What you should do >> Report every line of the items that contains the string "face", matching case exactly.

───

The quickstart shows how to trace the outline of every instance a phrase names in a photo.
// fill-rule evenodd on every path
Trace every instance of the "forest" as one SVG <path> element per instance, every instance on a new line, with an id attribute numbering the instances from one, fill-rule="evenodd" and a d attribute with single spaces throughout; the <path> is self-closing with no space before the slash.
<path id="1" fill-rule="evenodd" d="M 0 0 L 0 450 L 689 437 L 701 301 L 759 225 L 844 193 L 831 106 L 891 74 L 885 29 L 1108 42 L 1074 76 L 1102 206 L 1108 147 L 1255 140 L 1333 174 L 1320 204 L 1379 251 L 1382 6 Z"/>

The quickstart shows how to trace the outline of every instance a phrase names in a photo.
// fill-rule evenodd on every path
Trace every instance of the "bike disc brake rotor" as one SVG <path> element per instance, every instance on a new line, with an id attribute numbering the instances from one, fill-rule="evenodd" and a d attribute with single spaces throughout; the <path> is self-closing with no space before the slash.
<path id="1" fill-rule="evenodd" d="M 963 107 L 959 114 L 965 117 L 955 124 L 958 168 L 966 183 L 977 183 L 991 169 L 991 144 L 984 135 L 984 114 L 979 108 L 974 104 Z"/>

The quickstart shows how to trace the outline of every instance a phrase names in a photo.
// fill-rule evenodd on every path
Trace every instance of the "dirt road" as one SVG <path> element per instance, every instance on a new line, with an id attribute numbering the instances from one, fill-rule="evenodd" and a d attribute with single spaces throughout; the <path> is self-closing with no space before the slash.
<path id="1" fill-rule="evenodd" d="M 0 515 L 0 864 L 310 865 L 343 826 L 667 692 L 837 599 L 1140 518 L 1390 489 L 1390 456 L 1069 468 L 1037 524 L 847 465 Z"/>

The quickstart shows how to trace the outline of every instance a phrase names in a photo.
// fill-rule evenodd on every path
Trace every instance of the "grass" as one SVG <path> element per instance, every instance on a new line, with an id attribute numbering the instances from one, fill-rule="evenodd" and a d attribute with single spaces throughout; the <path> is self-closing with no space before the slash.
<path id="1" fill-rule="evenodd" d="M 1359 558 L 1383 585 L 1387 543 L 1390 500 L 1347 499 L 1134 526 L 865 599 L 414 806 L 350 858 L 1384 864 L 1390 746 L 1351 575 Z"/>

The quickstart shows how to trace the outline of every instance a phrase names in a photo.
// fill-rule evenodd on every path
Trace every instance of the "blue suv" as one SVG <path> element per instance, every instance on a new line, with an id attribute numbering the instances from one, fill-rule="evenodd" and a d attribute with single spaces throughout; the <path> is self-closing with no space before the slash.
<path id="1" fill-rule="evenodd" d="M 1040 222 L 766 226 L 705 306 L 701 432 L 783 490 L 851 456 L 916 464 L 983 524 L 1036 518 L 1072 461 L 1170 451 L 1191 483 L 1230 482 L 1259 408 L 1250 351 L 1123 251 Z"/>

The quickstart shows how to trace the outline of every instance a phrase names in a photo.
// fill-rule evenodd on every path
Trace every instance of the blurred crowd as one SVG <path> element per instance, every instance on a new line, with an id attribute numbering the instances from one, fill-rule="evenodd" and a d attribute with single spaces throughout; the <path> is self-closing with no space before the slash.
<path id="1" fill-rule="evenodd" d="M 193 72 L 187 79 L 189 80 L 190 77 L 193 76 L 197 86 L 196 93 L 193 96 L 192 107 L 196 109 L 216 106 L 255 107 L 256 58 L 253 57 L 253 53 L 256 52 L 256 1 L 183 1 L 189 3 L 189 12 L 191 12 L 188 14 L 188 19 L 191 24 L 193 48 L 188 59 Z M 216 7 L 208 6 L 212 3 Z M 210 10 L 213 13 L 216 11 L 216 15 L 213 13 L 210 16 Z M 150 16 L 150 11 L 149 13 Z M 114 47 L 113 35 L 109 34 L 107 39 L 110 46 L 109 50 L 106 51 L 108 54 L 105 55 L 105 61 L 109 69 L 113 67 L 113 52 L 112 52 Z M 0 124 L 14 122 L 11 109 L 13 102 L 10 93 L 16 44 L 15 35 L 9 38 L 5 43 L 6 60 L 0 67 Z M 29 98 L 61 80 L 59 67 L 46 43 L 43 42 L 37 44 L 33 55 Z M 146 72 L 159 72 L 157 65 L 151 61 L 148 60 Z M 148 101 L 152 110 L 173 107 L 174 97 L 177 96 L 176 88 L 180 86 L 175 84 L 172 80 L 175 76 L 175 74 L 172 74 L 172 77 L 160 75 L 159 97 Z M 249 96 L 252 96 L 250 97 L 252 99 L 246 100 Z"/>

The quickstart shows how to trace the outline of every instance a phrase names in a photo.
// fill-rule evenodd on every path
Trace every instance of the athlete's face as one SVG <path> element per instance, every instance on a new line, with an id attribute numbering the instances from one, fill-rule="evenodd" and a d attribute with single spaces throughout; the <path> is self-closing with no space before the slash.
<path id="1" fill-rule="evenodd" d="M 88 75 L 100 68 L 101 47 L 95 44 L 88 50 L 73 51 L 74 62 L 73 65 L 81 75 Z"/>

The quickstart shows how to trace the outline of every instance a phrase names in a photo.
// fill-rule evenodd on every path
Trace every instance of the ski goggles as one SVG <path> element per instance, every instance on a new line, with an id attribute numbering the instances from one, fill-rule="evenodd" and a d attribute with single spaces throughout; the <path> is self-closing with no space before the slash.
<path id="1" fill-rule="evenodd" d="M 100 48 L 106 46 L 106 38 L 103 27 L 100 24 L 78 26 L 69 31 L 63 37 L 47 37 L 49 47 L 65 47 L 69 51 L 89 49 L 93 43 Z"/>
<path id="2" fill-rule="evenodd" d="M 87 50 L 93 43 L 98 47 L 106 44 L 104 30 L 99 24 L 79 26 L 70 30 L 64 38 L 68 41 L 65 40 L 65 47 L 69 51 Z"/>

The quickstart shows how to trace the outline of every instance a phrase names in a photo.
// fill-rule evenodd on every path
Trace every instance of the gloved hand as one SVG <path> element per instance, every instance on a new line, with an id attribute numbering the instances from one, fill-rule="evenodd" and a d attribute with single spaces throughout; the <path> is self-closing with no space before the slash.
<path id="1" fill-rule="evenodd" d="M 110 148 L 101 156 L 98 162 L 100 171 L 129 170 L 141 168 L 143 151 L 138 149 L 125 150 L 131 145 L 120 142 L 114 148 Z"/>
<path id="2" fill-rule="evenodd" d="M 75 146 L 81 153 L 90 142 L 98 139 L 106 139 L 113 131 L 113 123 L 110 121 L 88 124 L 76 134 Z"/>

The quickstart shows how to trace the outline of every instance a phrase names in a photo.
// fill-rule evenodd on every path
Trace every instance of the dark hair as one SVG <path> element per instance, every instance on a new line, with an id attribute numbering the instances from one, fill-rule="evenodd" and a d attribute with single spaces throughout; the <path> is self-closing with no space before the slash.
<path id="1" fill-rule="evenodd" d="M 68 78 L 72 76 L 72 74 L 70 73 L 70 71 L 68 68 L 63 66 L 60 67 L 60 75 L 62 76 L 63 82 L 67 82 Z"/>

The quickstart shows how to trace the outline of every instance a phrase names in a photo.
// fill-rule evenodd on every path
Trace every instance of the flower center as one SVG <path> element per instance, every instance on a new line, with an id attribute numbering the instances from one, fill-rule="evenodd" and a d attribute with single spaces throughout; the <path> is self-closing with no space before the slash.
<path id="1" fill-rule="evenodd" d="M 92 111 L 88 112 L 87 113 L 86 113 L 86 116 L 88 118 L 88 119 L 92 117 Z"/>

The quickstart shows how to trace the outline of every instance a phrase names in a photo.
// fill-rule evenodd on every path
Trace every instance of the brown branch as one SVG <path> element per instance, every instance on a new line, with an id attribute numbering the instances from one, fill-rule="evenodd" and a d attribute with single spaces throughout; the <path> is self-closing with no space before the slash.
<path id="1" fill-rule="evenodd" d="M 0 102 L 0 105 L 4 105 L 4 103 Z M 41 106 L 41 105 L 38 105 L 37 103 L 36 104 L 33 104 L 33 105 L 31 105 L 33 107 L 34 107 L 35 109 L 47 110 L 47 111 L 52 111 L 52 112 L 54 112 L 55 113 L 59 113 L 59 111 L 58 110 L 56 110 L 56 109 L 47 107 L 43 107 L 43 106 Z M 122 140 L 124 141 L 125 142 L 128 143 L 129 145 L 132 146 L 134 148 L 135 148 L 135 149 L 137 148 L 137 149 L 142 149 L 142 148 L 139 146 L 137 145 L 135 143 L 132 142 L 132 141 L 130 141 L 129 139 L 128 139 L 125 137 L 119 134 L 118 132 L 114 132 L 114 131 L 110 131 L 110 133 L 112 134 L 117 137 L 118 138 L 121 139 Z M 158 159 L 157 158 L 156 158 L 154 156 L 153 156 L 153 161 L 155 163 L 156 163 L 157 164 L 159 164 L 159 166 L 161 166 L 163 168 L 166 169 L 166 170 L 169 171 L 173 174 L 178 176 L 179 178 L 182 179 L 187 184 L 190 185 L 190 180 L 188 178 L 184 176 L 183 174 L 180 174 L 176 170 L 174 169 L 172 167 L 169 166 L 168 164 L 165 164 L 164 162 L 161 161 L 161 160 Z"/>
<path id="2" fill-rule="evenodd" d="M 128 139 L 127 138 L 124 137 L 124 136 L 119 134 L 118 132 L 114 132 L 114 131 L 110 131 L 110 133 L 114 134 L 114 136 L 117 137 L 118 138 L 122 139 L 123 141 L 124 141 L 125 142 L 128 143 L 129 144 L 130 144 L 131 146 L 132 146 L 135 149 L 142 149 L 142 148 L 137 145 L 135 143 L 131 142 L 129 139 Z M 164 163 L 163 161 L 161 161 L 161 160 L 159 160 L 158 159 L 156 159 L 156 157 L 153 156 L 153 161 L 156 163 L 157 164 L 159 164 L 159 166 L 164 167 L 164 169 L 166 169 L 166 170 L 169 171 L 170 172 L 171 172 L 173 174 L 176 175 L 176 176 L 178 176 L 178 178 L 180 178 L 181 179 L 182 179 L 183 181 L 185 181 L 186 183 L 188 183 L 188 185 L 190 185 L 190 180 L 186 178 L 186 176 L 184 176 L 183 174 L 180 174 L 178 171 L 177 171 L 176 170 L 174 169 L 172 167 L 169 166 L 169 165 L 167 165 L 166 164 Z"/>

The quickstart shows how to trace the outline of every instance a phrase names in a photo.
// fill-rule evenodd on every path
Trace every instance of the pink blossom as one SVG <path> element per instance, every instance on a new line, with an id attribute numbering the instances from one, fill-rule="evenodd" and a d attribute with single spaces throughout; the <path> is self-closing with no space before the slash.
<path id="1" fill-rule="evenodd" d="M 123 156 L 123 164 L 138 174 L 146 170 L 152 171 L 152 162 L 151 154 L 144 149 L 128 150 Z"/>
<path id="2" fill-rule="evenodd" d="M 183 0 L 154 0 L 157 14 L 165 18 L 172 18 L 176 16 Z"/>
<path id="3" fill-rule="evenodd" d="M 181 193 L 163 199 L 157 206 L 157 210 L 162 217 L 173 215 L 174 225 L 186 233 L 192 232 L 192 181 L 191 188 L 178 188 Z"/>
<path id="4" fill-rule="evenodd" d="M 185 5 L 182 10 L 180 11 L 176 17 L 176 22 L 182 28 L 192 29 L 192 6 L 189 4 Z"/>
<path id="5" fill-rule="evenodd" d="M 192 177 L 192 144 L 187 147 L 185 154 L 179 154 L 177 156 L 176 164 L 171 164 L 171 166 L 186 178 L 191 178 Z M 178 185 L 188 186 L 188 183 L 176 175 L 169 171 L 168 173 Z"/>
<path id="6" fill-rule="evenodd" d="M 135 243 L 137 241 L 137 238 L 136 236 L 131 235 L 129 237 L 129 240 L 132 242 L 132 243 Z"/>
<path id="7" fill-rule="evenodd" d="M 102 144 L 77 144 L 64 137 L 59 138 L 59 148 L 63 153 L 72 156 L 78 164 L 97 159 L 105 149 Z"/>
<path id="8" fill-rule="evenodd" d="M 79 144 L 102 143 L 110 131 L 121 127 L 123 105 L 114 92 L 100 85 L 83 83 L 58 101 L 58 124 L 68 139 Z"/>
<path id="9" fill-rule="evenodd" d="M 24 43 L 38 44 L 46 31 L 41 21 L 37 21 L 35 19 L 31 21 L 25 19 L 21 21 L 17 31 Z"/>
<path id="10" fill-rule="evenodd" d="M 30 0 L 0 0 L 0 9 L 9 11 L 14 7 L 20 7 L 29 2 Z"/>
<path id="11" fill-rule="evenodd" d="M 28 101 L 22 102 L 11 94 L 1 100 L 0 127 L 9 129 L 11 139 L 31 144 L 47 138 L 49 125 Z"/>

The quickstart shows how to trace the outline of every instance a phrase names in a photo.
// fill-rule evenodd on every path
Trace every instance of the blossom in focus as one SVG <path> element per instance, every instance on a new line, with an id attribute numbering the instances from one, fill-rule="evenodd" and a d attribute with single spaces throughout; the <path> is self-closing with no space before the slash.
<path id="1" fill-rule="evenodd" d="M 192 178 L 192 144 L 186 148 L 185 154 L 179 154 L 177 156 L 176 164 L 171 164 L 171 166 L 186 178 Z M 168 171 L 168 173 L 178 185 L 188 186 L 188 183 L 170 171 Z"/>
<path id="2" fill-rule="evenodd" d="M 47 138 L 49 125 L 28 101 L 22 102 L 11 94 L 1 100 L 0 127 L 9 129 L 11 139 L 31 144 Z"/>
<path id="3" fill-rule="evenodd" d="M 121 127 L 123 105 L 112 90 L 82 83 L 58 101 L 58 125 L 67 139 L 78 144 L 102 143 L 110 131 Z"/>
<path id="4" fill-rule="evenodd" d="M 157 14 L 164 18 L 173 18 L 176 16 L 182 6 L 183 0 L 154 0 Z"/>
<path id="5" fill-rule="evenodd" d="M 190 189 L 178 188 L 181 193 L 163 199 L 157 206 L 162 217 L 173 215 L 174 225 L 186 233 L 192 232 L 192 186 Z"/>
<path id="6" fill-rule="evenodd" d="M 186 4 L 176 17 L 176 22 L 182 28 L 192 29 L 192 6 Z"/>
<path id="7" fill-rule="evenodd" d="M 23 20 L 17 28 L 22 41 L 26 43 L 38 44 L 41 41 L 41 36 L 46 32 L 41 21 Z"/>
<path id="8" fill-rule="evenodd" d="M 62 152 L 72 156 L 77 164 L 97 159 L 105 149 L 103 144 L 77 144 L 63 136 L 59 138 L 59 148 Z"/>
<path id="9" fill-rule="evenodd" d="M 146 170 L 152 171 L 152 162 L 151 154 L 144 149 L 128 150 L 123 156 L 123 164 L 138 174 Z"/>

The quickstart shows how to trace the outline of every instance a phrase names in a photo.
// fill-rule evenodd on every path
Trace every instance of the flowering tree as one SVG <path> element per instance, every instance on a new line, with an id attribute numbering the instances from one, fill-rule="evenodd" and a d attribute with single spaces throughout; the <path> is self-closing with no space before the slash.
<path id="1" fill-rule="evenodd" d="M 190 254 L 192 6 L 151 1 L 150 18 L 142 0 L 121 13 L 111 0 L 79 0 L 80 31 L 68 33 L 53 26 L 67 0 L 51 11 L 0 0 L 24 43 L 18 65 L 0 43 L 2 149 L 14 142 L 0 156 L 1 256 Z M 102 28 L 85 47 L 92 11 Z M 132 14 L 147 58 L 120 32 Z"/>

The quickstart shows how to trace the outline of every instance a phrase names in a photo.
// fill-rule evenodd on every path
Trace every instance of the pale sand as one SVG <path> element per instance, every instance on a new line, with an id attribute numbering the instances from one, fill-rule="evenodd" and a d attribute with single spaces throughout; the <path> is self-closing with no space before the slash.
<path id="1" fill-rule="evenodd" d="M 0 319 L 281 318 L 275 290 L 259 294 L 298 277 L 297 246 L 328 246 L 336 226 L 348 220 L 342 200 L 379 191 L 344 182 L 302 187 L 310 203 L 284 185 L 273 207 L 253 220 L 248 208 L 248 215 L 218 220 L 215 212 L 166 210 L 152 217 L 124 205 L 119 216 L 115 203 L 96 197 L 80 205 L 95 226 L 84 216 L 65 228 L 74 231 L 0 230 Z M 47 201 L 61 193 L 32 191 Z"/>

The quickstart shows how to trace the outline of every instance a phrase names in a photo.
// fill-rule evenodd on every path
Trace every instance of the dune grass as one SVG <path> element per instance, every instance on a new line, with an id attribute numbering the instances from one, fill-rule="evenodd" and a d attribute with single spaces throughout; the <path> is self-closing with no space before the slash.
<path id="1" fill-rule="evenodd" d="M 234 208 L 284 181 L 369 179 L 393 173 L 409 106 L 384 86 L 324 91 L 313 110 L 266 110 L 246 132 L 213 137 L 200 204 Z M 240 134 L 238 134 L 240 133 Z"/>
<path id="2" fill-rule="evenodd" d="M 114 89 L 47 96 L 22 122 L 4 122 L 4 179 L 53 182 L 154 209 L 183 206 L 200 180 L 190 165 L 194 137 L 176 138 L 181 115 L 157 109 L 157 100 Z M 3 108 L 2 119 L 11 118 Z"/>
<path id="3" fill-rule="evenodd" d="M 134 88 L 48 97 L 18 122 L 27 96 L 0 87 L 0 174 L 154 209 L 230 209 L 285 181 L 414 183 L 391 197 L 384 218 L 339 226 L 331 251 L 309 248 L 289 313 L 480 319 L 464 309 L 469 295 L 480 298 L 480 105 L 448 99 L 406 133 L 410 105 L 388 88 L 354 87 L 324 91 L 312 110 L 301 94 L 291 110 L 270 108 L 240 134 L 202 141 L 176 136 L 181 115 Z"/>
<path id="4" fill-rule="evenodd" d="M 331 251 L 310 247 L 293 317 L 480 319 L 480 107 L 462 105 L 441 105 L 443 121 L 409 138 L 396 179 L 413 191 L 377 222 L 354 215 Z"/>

───

Output of the task >>
Trace every instance of the athlete's face as one SVG <path> element per instance, every instance on a new line, with an id attribute numbering the instances from one, fill-rule="evenodd" and a d attribute with single spaces throughout; the <path> is self-closing with no space before the slash.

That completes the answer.